• Exercise directions
Rewrite everything from the line containing "Where can the quail" down to the end of the items, changing "quail chick" to "baby quail" and leaving all else as it is.

*** Source material ***

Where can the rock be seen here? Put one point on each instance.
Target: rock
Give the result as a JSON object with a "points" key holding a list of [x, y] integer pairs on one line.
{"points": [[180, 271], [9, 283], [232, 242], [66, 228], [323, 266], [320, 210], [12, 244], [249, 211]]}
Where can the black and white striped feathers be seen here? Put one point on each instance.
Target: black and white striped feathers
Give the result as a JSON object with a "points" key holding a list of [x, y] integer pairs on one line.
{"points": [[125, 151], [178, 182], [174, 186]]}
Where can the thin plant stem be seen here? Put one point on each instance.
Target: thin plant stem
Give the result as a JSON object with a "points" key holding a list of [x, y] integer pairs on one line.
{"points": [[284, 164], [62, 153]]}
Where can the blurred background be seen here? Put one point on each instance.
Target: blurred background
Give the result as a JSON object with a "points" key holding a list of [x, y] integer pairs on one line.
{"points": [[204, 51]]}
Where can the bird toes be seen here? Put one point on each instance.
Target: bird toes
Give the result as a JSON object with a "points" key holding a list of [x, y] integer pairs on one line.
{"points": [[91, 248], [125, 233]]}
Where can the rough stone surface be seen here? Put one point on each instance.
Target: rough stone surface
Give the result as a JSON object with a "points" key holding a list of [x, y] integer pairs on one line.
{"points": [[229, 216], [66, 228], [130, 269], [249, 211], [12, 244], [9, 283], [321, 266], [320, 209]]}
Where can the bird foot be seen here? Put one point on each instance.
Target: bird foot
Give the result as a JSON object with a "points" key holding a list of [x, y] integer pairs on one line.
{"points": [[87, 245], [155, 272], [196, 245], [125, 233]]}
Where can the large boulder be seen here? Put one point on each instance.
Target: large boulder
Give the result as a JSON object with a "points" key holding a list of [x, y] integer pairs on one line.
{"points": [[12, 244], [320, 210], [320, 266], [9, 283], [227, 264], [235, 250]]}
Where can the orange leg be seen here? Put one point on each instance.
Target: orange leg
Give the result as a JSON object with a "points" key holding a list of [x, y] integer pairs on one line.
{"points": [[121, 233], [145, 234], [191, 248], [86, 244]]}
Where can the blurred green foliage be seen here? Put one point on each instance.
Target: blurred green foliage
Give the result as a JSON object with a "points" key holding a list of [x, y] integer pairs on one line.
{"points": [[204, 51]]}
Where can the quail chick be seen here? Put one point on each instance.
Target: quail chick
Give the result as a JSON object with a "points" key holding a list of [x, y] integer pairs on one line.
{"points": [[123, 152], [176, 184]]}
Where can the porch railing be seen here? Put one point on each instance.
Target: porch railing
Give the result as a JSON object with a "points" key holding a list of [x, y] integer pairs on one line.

***

• Exercise solution
Where can the baby quail be seen here? Put one point on each instance.
Target: baby quail
Give the result as a JSON object with a "points" key holding a list of [x, y] integer pairs on one line.
{"points": [[123, 152], [176, 184]]}
Where can the porch railing be seen here? Put one point on each instance.
Target: porch railing
Give the result as a JSON object with a "points" key holding a list of [x, y] integer pairs on one line.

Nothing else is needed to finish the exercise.